TEXT SEGMENT =
Doris/TCHouse-D Data Source

Recent Pages

Doris/TCHouse-D Data Source

Last updated: 2024-11-01 17:48:13

The configuration of the TCHouse-D data source is the same as that of Doris. Here, Doris data source is used as an example for the following explanation:
Supported Versions
Supports Doris versions 0.x, 1.1.x, 1.2.x, and 2.x.
Use Limits
1. Doris writes use the Stream load HTTP interface. It is necessary to ensure that the IP or port of FE or BE in the data source is correctly filled in.
2. Since the principle of Stream load is that BE initiates the import and distributes data, the recommended import data volume is between 1G and 10G. The default maximum Stream load import data volume is 10G.
To import files larger than 10G, you need to modify the BE configuration streaming_load_max_mb.
For example: if the file size to be imported is 15G, modify the BE configuration streaming_load_max_mb to 16000.

SUPPLIED INFORMATION =
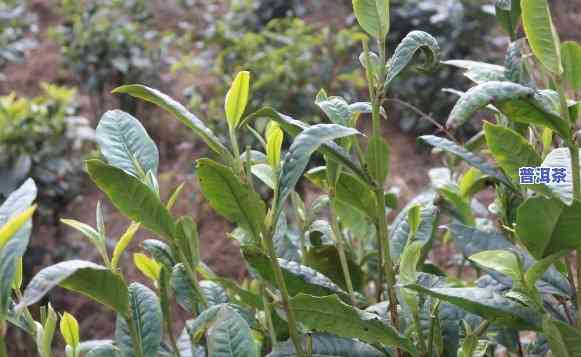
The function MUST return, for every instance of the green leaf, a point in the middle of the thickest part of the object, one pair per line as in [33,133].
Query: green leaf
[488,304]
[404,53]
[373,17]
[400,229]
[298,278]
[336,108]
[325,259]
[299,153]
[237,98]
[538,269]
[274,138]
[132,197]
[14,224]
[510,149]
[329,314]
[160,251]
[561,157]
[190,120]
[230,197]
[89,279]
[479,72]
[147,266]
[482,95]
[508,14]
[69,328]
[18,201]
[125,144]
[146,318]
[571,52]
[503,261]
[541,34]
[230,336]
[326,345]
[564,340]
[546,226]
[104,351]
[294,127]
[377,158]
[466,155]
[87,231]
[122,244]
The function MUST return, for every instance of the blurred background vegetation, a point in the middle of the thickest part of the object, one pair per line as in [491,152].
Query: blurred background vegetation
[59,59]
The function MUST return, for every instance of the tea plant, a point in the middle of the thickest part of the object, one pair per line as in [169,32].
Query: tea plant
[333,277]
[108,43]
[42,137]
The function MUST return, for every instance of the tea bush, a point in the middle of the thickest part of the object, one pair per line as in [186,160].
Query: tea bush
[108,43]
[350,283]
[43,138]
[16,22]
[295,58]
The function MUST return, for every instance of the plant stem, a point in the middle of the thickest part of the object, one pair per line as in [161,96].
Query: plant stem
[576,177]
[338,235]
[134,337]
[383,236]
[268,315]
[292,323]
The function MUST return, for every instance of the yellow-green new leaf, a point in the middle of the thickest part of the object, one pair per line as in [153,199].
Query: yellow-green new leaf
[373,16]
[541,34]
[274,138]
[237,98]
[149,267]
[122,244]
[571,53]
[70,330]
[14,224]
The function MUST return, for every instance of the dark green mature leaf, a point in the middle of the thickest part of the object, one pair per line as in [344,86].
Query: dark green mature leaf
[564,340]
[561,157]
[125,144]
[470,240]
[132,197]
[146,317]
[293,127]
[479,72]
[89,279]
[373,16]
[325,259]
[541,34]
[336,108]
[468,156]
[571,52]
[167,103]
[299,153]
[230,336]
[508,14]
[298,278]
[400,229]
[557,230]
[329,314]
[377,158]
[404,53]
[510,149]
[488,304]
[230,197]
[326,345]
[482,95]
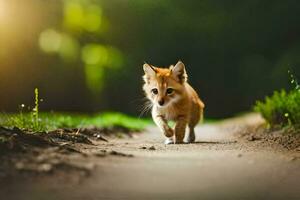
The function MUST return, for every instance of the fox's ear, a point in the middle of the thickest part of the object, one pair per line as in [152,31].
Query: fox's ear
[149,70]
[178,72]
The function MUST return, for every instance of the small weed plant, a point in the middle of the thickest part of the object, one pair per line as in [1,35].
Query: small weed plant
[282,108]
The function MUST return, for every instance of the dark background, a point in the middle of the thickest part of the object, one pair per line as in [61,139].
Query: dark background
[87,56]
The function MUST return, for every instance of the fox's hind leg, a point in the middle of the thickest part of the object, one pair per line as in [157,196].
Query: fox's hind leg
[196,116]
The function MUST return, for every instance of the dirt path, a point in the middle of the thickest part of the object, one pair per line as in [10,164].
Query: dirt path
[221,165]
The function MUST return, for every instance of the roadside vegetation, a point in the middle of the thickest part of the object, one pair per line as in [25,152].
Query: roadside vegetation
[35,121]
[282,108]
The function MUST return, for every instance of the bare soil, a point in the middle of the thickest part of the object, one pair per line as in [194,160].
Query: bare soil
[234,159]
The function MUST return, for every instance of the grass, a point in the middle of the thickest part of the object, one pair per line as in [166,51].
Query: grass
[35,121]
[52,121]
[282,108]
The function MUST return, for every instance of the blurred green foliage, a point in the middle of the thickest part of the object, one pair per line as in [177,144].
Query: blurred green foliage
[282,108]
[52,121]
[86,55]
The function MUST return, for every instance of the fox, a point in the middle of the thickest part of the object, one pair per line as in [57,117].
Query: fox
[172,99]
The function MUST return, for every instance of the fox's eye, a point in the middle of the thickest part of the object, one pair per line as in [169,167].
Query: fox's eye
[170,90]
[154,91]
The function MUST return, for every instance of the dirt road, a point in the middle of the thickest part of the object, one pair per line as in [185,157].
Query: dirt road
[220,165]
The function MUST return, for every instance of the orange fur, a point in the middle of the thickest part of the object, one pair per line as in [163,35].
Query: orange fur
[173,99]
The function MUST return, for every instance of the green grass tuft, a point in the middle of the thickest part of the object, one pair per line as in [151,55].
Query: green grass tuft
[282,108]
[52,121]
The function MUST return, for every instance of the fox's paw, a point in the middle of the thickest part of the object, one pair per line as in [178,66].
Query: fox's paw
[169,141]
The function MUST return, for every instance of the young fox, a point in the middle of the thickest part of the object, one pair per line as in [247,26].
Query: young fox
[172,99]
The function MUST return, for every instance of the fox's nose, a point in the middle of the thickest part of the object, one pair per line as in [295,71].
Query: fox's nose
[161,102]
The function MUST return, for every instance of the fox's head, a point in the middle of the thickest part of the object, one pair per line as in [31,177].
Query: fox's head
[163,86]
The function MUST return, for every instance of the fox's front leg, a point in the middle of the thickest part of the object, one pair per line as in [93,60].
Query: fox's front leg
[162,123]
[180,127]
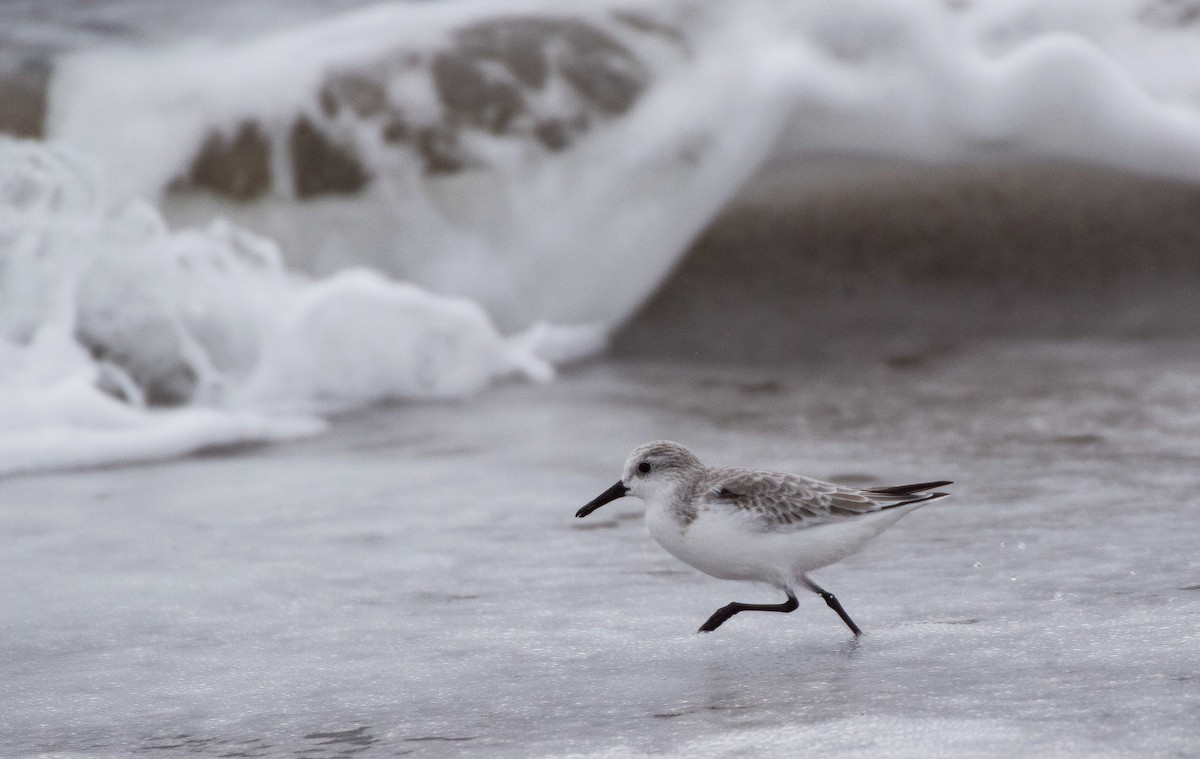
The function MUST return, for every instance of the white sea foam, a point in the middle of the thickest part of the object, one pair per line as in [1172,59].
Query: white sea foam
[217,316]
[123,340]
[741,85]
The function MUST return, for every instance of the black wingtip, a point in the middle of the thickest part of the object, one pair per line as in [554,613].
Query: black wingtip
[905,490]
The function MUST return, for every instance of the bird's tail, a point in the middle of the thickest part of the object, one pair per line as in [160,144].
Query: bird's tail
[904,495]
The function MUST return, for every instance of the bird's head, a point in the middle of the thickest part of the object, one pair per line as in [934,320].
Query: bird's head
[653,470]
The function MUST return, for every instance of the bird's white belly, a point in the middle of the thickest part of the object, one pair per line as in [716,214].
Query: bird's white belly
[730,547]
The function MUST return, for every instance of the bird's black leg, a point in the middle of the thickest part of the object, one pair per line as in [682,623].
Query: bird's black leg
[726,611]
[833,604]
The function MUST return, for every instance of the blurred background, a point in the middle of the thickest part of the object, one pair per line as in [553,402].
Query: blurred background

EXERCISE TASKS =
- a) In the Doris/TCHouse-D data source page, reproduce the stretch from "2. Since the" through "BE configuration streaming_load_max_mb.", swapping "import data volume" for "load data volume".
- b) Answer these questions from the Doris/TCHouse-D data source page:
(i) Which Doris versions are supported?
(ii) Which HTTP interface do Doris writes use?
(iii) What value should streaming_load_max_mb be set to for a 15G file?
- c) Write what comes next in the Doris/TCHouse-D data source page.

RESPONSES =
- a)
2. Since the principle of Stream load is that BE initiates the import and distributes data, the recommended load data volume is between 1G and 10G. The default maximum Stream load load data volume is 10G.
To import files larger than 10G, you need to modify the BE configuration streaming_load_max_mb.

- b)
(i) Doris versions 0.x, 1.1.x, 1.2.x, and 2.x.
(ii) The Stream load HTTP interface.
(iii) 16000.

- c)
3. The default timeout for Stream load is 600 seconds. According to the current maximum import speed limit of Doris, it is necessary to modify the default timeout of the import task for files that exceed about 3G.
The timeout for an import task is equal to the import data volume divided by 10M/s (the specific average import speed needs to be calculated by the user based on their own cluster situation).
For example: to import a 10G file, the timeout equals 1000s, or 10G/10M/s
Doris Offline Single Table Read Node Configuration
﻿
﻿
﻿
Parameter
Description
Data Source
Available Doris data source to be synchronized.
Database
Supports selection or manual input of the library name to read from.
By default, the database bound to the data source is used as the default database. Other databases need to be manually entered.
If the data source network is not connected and the database information cannot be fetched directly, you can manually enter the database name. Data synchronization can still be performed when the Data Integration network is connected.
Table
Supports selecting or manually entering the table name to be read.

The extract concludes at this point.